Find the line containing "box: [68, 148, 76, 155]" in the records below. Copy exactly that line and each one after it, ending at the line containing "negative clicks: (308, 25)", and nothing more.

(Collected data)
-- -- --
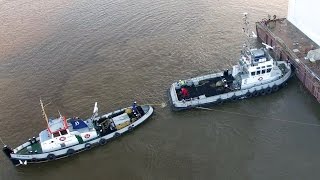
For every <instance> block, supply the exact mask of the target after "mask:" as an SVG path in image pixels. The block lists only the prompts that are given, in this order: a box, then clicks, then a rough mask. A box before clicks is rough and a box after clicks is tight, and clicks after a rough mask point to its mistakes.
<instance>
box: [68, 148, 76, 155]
mask: <svg viewBox="0 0 320 180" xmlns="http://www.w3.org/2000/svg"><path fill="white" fill-rule="evenodd" d="M74 152H75V151H74V149H68V151H67V155H68V156H72V155H73V154H74Z"/></svg>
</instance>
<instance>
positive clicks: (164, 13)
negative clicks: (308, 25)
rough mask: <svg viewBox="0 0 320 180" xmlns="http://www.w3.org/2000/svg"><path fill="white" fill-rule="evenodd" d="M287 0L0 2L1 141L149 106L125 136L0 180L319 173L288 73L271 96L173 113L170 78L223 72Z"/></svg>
mask: <svg viewBox="0 0 320 180" xmlns="http://www.w3.org/2000/svg"><path fill="white" fill-rule="evenodd" d="M287 3H288V2H287V1H286V0H270V1H262V0H242V1H240V0H229V1H223V0H109V1H102V0H95V1H93V0H88V1H74V0H69V1H66V0H56V1H48V0H42V1H36V0H11V1H9V0H0V22H1V26H0V92H1V95H0V112H1V113H0V137H1V138H2V139H3V141H4V142H5V143H7V144H8V145H10V146H12V147H14V146H17V145H19V144H21V143H22V142H24V141H26V140H27V139H28V138H30V137H32V136H36V135H37V134H38V133H39V132H40V131H41V130H42V129H44V128H45V127H46V123H45V121H44V119H43V118H42V115H41V111H40V106H39V98H40V97H41V98H42V100H43V101H44V102H45V103H49V102H51V104H50V105H48V106H47V113H48V114H49V115H51V116H57V115H58V112H57V111H58V110H59V111H60V112H61V113H62V114H64V115H66V116H69V117H70V116H80V117H83V118H86V117H89V116H91V113H92V109H93V105H94V102H95V101H97V102H98V105H99V111H100V112H101V113H102V112H110V111H112V110H116V109H118V108H120V107H125V106H127V105H129V104H131V103H132V101H133V100H136V101H137V102H138V103H140V104H156V105H155V106H154V107H155V108H156V109H155V114H154V116H152V118H150V119H149V120H148V121H147V122H146V123H145V124H144V125H142V126H141V127H140V128H137V129H136V130H135V131H134V132H133V133H130V134H127V135H125V136H123V137H121V138H119V139H117V140H115V141H112V142H111V143H109V144H108V145H105V146H103V147H97V148H95V149H93V150H91V151H87V152H83V153H80V154H77V155H75V156H73V157H71V158H66V159H63V160H58V161H54V162H49V163H44V164H36V165H30V166H25V167H18V168H16V167H13V166H12V165H11V163H10V162H9V161H8V160H7V159H6V157H5V156H4V155H3V154H1V155H0V179H1V180H7V179H8V180H11V179H12V180H38V179H46V180H56V179H138V180H140V179H237V180H239V179H244V180H245V179H258V180H264V179H265V180H270V179H290V180H293V179H297V180H301V179H319V178H320V171H319V170H318V169H319V166H320V156H319V152H320V143H319V138H320V122H319V120H320V110H319V104H318V103H317V102H316V100H315V99H314V98H313V97H312V96H311V95H310V94H309V93H308V91H307V90H306V89H305V88H304V87H303V86H302V85H301V83H300V82H299V81H298V80H297V78H292V79H291V80H290V81H289V82H288V86H286V87H285V88H284V89H281V90H280V91H279V92H277V93H275V94H272V95H268V96H263V97H257V98H252V99H248V100H242V101H239V102H234V103H228V104H224V105H221V106H217V107H213V109H214V110H211V111H210V110H199V109H198V110H190V111H184V112H172V111H171V110H170V108H169V107H168V106H167V107H161V106H159V105H158V104H159V103H162V102H166V101H167V99H168V98H167V95H166V90H167V89H168V88H169V86H170V85H171V83H172V82H174V81H176V80H178V79H183V78H190V77H193V76H196V75H204V74H206V73H209V72H213V71H219V70H222V69H224V68H229V67H230V66H231V65H233V64H235V63H236V61H237V59H238V57H239V53H240V49H241V46H242V44H243V42H244V36H243V34H242V30H241V29H242V13H243V12H248V13H249V15H250V22H251V27H254V22H255V21H259V20H261V19H262V18H265V17H267V15H268V14H271V15H273V14H276V15H277V16H278V17H285V16H286V14H287Z"/></svg>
-- -- --
RESPONSE -
box: [68, 148, 76, 155]
mask: <svg viewBox="0 0 320 180" xmlns="http://www.w3.org/2000/svg"><path fill="white" fill-rule="evenodd" d="M74 152H75V151H74V149H68V151H67V155H68V156H72V155H73V154H74Z"/></svg>
</instance>
<instance>
positive clicks: (164, 13)
negative clicks: (308, 25)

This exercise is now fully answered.